Continuing with the compassion practice, Kim expanded the circle of her caring by bringing to mind people she was familiar with but didn’t know well — others at the retreat, people she saw working out at the gym, parents of her children’s friends. Still feeling the rawness of her own self-doubt, Kim could imagine how some version of that same fear she was feeling might live behind the aloofness or arrogance, busyness or defensiveness she noticed in some of them. As she let in a sense of each person’s vulnerability and offered her prayer of care, Kim felt an intimate bond arising.

With her heart feeling more open, Kim brought to mind the coworker with whom she’d felt so irritated. She remembered the hurt look in his eyes when she lashed out. She recalled his habitual look of worry, his physical tightness and self-deprecating remarks and recognized that he too feared being unworthy and incompetent. Kim felt a surge of remorse and then sadness as she realized she had probably struck him in a very vulnerable spot. With a full and focused attention she continued for the next few moments offering him her care, praying that he might be free of fear.

(DATA FOR ANALYSIS)
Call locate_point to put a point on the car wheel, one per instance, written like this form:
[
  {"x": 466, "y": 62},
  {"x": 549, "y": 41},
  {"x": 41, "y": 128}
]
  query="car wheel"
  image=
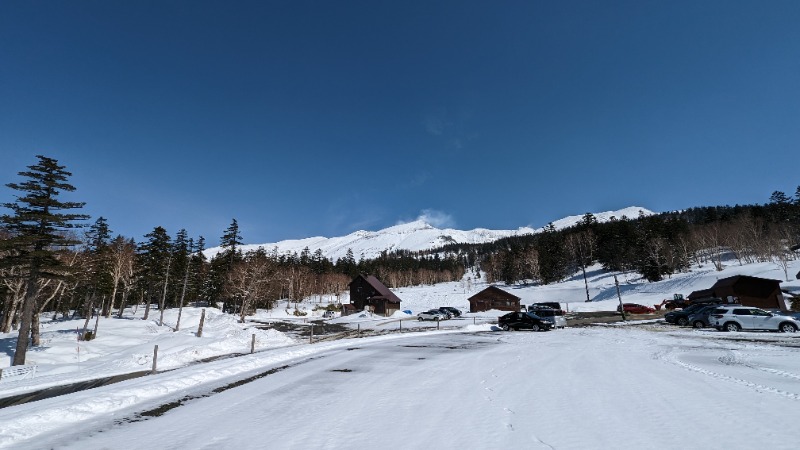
[{"x": 732, "y": 326}]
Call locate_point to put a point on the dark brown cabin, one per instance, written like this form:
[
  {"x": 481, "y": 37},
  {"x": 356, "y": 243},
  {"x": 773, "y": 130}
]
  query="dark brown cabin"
[
  {"x": 749, "y": 291},
  {"x": 493, "y": 298},
  {"x": 367, "y": 292}
]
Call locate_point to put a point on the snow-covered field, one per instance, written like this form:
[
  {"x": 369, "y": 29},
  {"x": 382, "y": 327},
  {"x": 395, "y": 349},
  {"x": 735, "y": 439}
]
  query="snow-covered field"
[{"x": 634, "y": 385}]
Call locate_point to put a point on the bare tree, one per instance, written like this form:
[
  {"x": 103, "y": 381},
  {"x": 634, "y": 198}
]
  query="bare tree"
[{"x": 122, "y": 253}]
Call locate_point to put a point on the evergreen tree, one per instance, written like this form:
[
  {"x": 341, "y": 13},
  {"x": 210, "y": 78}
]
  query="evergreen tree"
[
  {"x": 99, "y": 279},
  {"x": 37, "y": 228},
  {"x": 231, "y": 239},
  {"x": 154, "y": 260}
]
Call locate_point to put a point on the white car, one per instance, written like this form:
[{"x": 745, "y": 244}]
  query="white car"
[
  {"x": 737, "y": 318},
  {"x": 431, "y": 314}
]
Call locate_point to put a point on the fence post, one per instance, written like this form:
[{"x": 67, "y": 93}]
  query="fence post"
[
  {"x": 200, "y": 327},
  {"x": 155, "y": 358}
]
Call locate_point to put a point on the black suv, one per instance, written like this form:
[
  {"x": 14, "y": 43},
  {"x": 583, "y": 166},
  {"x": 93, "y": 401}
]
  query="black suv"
[
  {"x": 455, "y": 312},
  {"x": 682, "y": 317},
  {"x": 517, "y": 320}
]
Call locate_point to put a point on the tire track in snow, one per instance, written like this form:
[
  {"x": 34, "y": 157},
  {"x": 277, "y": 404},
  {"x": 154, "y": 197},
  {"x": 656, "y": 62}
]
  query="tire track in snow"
[{"x": 670, "y": 357}]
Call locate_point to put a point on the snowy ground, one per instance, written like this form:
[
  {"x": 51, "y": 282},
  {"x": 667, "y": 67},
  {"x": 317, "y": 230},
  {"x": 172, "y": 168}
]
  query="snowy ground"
[
  {"x": 466, "y": 385},
  {"x": 605, "y": 387}
]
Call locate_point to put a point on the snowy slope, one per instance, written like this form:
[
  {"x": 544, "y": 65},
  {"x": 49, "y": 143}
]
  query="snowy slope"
[{"x": 414, "y": 236}]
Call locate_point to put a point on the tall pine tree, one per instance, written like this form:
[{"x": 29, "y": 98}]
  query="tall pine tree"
[{"x": 38, "y": 226}]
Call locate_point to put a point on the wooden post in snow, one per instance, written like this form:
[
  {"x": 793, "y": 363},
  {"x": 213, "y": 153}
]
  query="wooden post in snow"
[
  {"x": 200, "y": 327},
  {"x": 155, "y": 358}
]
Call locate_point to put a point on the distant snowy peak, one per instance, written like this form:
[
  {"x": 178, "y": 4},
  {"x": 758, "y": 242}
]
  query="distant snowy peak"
[{"x": 416, "y": 236}]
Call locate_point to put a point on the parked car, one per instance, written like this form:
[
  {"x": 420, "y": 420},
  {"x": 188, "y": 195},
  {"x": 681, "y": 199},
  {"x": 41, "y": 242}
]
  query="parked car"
[
  {"x": 635, "y": 308},
  {"x": 737, "y": 318},
  {"x": 447, "y": 314},
  {"x": 552, "y": 305},
  {"x": 681, "y": 316},
  {"x": 702, "y": 317},
  {"x": 455, "y": 312},
  {"x": 518, "y": 320},
  {"x": 431, "y": 314},
  {"x": 554, "y": 316}
]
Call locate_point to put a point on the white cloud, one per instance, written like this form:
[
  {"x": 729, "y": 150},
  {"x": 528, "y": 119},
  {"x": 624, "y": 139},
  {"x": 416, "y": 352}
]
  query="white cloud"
[{"x": 436, "y": 218}]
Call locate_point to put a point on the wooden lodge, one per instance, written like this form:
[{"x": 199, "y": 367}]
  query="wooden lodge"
[
  {"x": 493, "y": 298},
  {"x": 762, "y": 293},
  {"x": 368, "y": 293}
]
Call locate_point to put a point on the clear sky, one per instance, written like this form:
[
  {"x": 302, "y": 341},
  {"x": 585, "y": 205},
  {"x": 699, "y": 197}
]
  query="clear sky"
[{"x": 303, "y": 118}]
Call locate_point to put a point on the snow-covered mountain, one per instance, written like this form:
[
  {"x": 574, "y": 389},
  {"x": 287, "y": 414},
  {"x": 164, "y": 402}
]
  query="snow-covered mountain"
[{"x": 414, "y": 236}]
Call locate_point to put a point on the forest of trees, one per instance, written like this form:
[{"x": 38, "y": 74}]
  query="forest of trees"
[{"x": 54, "y": 259}]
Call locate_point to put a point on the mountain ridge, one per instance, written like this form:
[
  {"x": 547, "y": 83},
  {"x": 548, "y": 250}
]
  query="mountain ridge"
[{"x": 416, "y": 235}]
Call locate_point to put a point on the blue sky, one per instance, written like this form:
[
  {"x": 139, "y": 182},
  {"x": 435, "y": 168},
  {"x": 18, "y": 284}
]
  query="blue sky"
[{"x": 306, "y": 118}]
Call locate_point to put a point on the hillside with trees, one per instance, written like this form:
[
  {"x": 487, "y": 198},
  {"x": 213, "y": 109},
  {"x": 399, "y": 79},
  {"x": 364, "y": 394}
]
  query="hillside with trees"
[{"x": 56, "y": 260}]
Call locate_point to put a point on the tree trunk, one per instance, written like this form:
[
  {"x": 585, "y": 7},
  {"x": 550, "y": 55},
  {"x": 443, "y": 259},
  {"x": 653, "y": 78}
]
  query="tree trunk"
[
  {"x": 585, "y": 282},
  {"x": 88, "y": 313},
  {"x": 27, "y": 317},
  {"x": 183, "y": 296},
  {"x": 122, "y": 303},
  {"x": 35, "y": 331},
  {"x": 10, "y": 310},
  {"x": 147, "y": 307},
  {"x": 97, "y": 319}
]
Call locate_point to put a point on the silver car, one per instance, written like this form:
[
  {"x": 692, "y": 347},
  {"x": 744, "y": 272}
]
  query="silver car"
[
  {"x": 431, "y": 314},
  {"x": 737, "y": 318}
]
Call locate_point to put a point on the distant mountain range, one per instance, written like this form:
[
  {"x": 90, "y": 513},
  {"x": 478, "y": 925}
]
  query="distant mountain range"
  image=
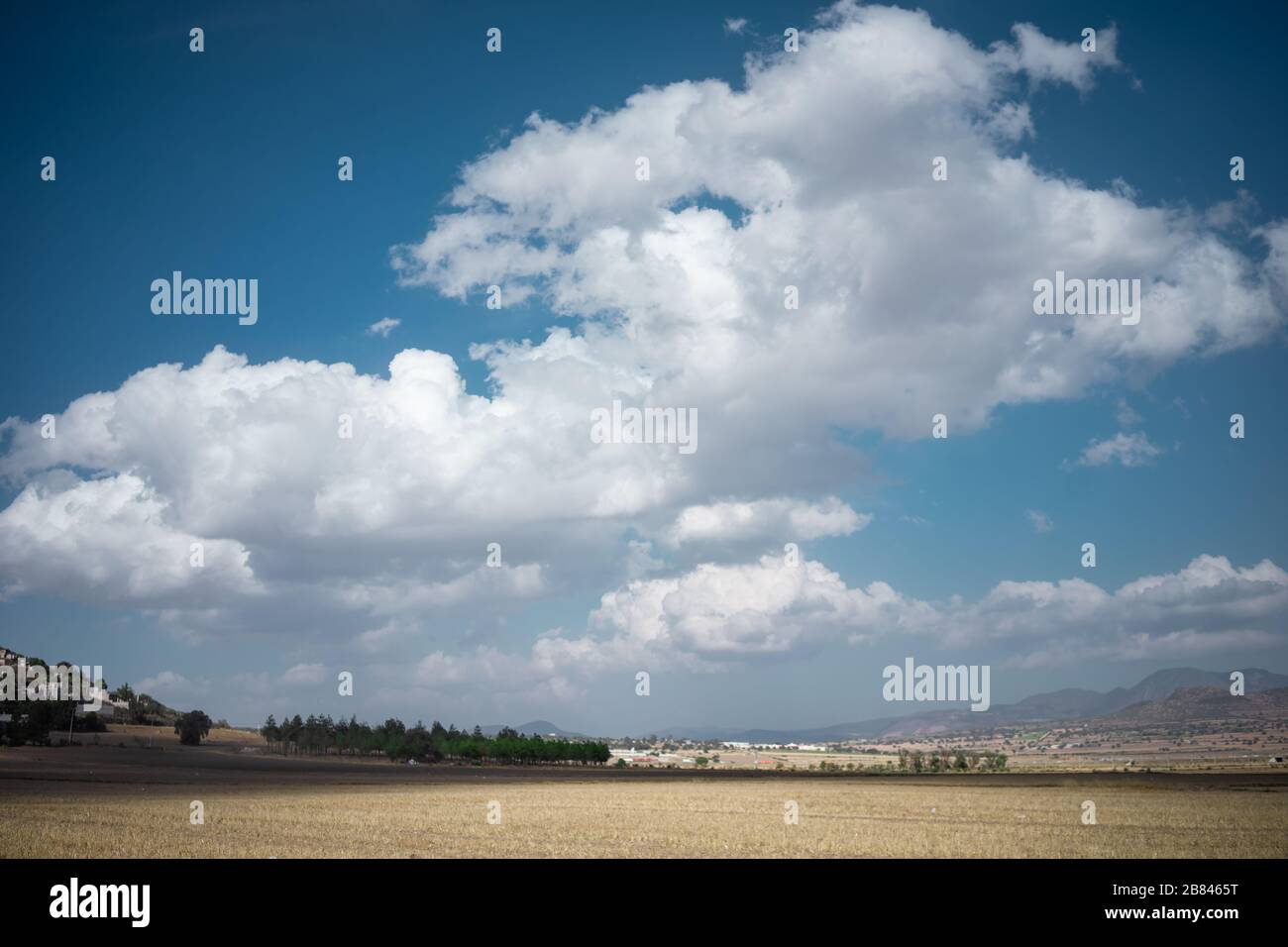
[
  {"x": 542, "y": 728},
  {"x": 1069, "y": 703}
]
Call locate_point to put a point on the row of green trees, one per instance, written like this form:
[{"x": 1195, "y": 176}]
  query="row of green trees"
[
  {"x": 321, "y": 735},
  {"x": 949, "y": 761}
]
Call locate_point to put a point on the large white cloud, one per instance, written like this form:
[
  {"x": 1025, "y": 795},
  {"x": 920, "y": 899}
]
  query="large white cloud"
[{"x": 716, "y": 615}]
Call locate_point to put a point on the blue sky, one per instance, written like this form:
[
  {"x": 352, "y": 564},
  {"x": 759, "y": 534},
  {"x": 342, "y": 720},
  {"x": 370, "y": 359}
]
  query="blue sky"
[{"x": 224, "y": 163}]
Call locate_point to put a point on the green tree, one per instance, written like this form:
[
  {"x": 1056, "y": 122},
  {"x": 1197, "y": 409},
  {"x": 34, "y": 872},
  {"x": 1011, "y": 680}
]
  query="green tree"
[{"x": 192, "y": 727}]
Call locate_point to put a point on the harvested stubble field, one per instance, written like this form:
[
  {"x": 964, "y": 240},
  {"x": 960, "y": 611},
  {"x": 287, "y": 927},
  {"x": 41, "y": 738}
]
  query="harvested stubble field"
[{"x": 384, "y": 810}]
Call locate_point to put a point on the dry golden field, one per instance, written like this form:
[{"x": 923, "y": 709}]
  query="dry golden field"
[{"x": 936, "y": 818}]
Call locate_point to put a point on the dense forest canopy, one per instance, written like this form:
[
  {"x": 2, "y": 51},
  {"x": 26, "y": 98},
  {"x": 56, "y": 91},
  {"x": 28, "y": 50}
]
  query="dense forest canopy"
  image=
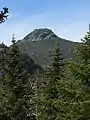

(WORK INSTRUCTION) In the passage on Kim's compassion practice, what did Kim pray for the coworker she had felt irritated with?

(RESPONSE FOR THIS EXERCISE) She prayed that he might be free of fear.